- _TEXTO ANALIZADO_
========================================================================

Es una alegría para mí reencontrarme con la Pontificia academia de las ciencias al completo. Dirijo una cordial bienvenida a los nuevos académicos y agradezco por sus corteses palabras al expresidente, el Profesor Werner Arber, mientras deseo una buena recuperación al presidente, el profesor Joachim von Braun. Extiendo mi reconocimiento a todas las personalidades que han intervenido aportando su valiosa contribución.

El mundo de la ciencia, que en el pasado asumió posiciones de autonomía y autosuficiencia, con actitudes de desconfianza hacia los valores espirituales y religiosos, hoy parece haberse vuelto más consciente de la realidad cada vez más compleja del mundo y del ser humano. Se han sucedido una cierta inseguridad y algún temor frente a la posible evolución de una ciencia y una tecnología que, si se abandonan a sí mismas, sin control, pueden dar la espalda al bien de las personas y de los pueblos.

Es cierto que la ciencia y la tecnología afectan a la sociedad, pero también los pueblos con sus valores y costumbres influyen en la ciencia. A menudo, la dirección y el énfasis que se dan a algunos avances en la investigación científica están influenciados por opiniones ampliamente compartidas y el deseo de felicidad inherente a la naturaleza humana. Sin embargo, necesitamos más atención a los valores y activos fundamentales que subyacen en la relación entre los pueblos, la sociedad y la ciencia. Esta relación requiere un replanteamiento para promover el progreso integral de cada ser humano y el bien común. El diálogo abierto y el discernimiento cuidadoso son indispensables, especialmente cuando la ciencia se vuelve más compleja y el horizonte que se abre presenta desafíos decisivos para el futuro de la humanidad. De hecho, hoy tanto la evolución social como los cambios científicos se producen cada vez más rápidamente y se suceden uno a otro. Es importante que la Pontificia academia de las ciencias tenga en cuenta que estos cambios interconectados requieren un compromiso sabio y responsable por parte de toda la comunidad científica. La hermosa seguridad de la torre de marfil de los primeros tiempos modernos ha dejado el puesto, en muchos, a una inquietud saludable, por la que el científico de hoy se abre más fácilmente en los valores religiosos y vislumbra, más allá de las adquisiciones de la ciencia, la riqueza del mundo espiritual de los pueblos y la luz de la trascendencia divina. La comunidad científica es parte de la sociedad y no debe considerarse como separada e independiente, de hecho, está llamada a servir a la familia humana y su desarrollo integral.

========================================================================

- _DESCRIPCIÓN DE LA TAREA_
Repite sin cambios el fragmento del texto analizado que empieza en "Es una alegría" y termina en "su valiosa contribución.".

========================================================================

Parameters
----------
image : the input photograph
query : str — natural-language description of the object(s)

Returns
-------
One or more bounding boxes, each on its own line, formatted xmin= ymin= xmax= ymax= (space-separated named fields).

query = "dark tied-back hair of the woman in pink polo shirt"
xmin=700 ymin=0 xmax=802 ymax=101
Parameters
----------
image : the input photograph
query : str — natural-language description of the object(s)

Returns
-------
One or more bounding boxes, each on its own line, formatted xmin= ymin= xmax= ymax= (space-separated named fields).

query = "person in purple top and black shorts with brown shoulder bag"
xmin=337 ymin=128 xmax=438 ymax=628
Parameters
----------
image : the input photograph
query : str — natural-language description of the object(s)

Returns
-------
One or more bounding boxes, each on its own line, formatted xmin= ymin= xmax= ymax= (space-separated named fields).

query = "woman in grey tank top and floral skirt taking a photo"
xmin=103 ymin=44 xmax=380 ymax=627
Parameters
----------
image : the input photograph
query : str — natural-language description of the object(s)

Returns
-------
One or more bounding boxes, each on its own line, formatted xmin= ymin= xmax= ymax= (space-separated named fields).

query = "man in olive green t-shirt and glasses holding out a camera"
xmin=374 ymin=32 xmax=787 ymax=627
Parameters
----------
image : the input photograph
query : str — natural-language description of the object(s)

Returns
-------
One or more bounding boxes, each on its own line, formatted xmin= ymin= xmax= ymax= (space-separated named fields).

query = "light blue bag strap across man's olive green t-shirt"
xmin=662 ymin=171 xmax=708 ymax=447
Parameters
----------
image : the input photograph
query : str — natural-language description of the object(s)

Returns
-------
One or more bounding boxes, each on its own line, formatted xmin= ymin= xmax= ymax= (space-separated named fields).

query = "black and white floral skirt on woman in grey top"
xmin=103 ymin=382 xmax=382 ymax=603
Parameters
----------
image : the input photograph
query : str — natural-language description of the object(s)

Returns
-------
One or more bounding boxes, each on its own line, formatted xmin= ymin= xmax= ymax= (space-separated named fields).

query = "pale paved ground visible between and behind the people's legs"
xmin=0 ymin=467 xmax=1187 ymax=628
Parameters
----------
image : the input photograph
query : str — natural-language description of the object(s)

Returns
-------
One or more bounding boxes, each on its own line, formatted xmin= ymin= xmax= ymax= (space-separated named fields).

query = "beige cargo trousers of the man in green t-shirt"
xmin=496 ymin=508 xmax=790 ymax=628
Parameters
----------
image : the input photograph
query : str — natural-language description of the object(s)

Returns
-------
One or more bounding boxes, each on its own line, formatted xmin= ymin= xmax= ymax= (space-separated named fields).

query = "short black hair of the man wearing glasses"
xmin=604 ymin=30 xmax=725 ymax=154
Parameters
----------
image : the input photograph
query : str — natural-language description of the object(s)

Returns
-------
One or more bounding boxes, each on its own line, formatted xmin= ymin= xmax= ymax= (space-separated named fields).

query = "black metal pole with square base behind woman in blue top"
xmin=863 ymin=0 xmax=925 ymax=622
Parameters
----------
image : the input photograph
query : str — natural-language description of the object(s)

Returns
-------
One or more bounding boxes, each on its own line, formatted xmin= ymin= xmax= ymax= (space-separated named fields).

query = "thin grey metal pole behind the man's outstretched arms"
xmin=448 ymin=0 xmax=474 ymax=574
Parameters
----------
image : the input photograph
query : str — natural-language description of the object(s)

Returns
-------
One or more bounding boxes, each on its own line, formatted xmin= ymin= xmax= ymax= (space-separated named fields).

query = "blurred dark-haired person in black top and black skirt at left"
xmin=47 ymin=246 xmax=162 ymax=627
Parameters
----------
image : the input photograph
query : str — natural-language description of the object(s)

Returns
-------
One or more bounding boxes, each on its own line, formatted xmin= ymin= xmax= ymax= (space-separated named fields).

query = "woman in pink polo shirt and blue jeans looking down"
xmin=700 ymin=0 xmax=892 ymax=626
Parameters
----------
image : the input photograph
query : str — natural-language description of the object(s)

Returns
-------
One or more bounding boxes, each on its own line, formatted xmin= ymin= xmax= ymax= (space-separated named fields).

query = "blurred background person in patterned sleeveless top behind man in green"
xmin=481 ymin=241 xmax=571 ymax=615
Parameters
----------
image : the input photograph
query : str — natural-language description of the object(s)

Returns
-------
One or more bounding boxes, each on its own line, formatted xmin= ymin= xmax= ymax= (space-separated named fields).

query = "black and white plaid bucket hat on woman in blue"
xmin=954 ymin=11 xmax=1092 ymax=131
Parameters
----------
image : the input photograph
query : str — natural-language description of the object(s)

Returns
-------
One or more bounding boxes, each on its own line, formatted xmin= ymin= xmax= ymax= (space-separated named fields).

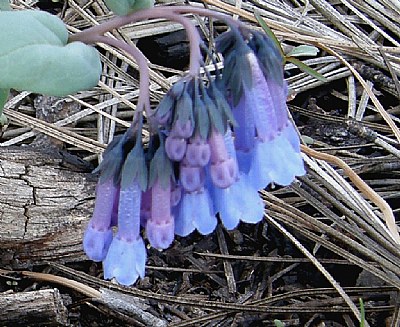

========================================================================

- _ESPACIO DE RESPUESTA_
Es una alegría para mí reencontrarme con la Pontificia academia de las ciencias al completo. Dirijo una cordial bienvenida a los nuevos académicos y agradezco por sus corteses palabras al expresidente, el Profesor Werner Arber, mientras deseo una buena recuperación al presidente, el profesor Joachim von Braun. Extiendo mi reconocimiento a todas las personalidades que han intervenido aportando su valiosa contribución.